**TASK TO CARRY OUT:** Take every entry below and copy it out word for word.

**PROVIDED RECORDS:**
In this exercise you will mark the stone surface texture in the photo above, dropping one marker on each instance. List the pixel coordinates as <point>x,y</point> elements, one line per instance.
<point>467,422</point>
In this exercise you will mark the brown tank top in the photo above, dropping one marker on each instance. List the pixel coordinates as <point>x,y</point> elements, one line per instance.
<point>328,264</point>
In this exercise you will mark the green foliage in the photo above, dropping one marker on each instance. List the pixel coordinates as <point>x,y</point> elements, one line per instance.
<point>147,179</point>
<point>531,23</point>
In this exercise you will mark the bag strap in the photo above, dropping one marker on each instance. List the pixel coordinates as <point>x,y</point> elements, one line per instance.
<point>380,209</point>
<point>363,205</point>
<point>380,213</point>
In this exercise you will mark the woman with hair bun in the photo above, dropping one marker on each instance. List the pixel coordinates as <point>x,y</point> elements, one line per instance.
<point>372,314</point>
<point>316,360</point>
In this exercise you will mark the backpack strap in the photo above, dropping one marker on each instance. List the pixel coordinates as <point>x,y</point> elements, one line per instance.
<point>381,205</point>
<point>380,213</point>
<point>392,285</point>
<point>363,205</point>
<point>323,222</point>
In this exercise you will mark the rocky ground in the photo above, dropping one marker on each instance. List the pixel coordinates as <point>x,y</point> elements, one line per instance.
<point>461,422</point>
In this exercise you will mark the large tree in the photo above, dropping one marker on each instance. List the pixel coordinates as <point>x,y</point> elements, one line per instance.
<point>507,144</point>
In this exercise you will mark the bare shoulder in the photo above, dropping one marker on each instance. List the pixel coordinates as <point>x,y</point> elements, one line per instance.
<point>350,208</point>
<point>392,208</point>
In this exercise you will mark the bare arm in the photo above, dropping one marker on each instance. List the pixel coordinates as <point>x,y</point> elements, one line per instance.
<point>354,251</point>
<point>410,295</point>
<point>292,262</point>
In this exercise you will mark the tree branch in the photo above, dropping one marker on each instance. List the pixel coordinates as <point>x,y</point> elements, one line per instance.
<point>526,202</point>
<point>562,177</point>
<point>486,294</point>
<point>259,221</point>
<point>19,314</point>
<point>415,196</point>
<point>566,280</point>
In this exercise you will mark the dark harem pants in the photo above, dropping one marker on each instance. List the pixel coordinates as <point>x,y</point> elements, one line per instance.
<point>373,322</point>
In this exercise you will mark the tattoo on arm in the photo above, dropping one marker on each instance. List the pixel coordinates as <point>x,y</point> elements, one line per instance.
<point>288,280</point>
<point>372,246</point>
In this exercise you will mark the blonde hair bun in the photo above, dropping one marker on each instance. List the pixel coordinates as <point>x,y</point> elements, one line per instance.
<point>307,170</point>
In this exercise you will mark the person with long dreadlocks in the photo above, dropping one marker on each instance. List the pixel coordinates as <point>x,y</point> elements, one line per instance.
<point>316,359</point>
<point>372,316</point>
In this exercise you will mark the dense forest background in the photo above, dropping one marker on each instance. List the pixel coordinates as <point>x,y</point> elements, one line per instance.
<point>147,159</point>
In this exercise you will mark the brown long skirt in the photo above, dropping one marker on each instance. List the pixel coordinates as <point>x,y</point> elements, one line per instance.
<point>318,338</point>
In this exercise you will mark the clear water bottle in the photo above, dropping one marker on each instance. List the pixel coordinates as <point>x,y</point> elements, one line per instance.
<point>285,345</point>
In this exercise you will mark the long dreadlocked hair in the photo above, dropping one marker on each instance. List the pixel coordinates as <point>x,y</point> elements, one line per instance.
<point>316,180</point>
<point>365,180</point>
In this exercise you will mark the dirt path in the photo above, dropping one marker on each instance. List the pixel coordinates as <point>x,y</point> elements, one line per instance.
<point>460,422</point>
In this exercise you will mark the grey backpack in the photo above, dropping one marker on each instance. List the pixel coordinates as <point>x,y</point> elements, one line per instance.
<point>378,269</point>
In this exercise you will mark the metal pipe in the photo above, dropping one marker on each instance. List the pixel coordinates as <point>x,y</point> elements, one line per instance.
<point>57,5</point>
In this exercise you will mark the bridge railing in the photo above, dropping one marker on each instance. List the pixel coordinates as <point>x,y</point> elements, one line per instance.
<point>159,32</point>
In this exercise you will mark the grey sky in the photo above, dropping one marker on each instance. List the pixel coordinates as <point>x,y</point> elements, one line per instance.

**RESULT BELOW:**
In this exercise you will mark the stone surface texture in the photo above, dropping one marker on each instance. List the pixel coordinates as <point>x,y</point> elements, one line per instance.
<point>467,422</point>
In this exercise you will mark the brown tank top in the photo above, dropping one marker on each instance. List the pixel coordinates as <point>x,y</point> elements, one line per instance.
<point>328,264</point>
In this exercise you will mark the green foliage in the photo above, dropping one marker on each instance. List the pixel coordinates as <point>x,y</point> elements, one line per instance.
<point>147,179</point>
<point>531,23</point>
In this exercise you will mark the bag strap in the photo above, dropping one marker on each instance. List the pixel coordinates as <point>x,y</point> elements, one line per instance.
<point>380,209</point>
<point>363,205</point>
<point>380,213</point>
In this exercise you will mark the woman with hair bun in the photo above, dropping one marker on each instance. List the pixel coordinates as <point>x,y</point> elements, one line per instance.
<point>372,314</point>
<point>316,360</point>
In this exercise you will mark the backpack strap in the photo above, dropping one marker on each instance. List the pixel coordinates as <point>x,y</point> elements, one line per instance.
<point>381,205</point>
<point>380,213</point>
<point>392,285</point>
<point>363,205</point>
<point>323,222</point>
In this exercise you will mark the rocky ground in the photo above, dropping one marker on each instance. List the pixel coordinates as <point>x,y</point> elements, one line per instance.
<point>461,422</point>
In this exercise you will mark the large tree in the photo above, dropping one marker on each instance. List the pixel coordinates as <point>x,y</point> elements, one line per instance.
<point>507,144</point>
In this exercise you will mark the bare shoulder in the photo above, dropping one marker on each instance. List the pixel coordinates as <point>x,y</point> elements, one line per instance.
<point>350,208</point>
<point>392,208</point>
In this exercise you will mark the bare arm in the photo above, dropping one marker on each instance. List the pixel coordinates as <point>x,y</point> elements, one line per instance.
<point>354,251</point>
<point>410,295</point>
<point>292,262</point>
In this exercise you will mark the tree branch in the photo above, dropping one marker on each instance. List the pixel coordinates as <point>x,y</point> elements, one line per instance.
<point>526,202</point>
<point>562,177</point>
<point>486,294</point>
<point>259,221</point>
<point>19,314</point>
<point>415,196</point>
<point>566,280</point>
In this exercise you will mark the dark harem pants in the photo above, dropping one marker on each instance. List the pixel coordinates as <point>x,y</point> elements, one line per instance.
<point>373,322</point>
In this exercise you will mark the tattoo on arm in the photo above, dropping one marker on each instance. List the pixel coordinates as <point>x,y</point> elements, one line per instance.
<point>288,280</point>
<point>372,246</point>
In this exercise you will mark the blonde hair bun in the photo above, dropping one marker on each instance. List the pixel coordinates as <point>x,y</point> elements, one line per instance.
<point>307,170</point>
In this exercise you will mark the person with long dreadlocks in the photo above, dropping one marker on each instance. List the pixel coordinates as <point>x,y</point> elements, one line per instance.
<point>316,359</point>
<point>372,316</point>
In this exercise you will mark the dense forest background in the photo above, dropping one marker on each instance. List the pixel coordinates as <point>x,y</point> elements, one line per instance.
<point>147,159</point>
In this exercise you will mark the brown long skirt in the photo above, dropping one marker on each instance. List the pixel coordinates as <point>x,y</point> elements, one line per instance.
<point>318,338</point>
In this exercise you will mark the clear water bottle in the photo above, dropping one marker on each instance. List the pixel coordinates as <point>x,y</point> elements, one line per instance.
<point>285,345</point>
In this exercise you will mark the long dreadlocked hair in the photo above, dropping one marker on each instance. List the pixel coordinates as <point>x,y</point> elements, one line per instance.
<point>316,180</point>
<point>365,180</point>
In this exercise you will mark the dirt path in the photo above, dropping one marker on each instance. List the pixel coordinates as <point>x,y</point> elements, one line per instance.
<point>460,422</point>
In this exercise you will mark the grey backpack in the photo above, dropping one marker on each instance. List the pixel coordinates as <point>x,y</point> elements, one line per instance.
<point>378,269</point>
In this exercise you will mark the metal pipe in the photo above, dropping one marker on each instance. List the pixel coordinates as <point>x,y</point> elements, one line per instance.
<point>57,5</point>
In this exercise you will mark the bridge railing in the photo above, dropping one marker on each instance. List the pixel coordinates as <point>x,y</point> elements, one line per instance.
<point>159,32</point>
In this exercise you will mark the grey sky in the photo above, dropping one marker on each instance. List the pixel coordinates as <point>x,y</point> elements, one line per instance.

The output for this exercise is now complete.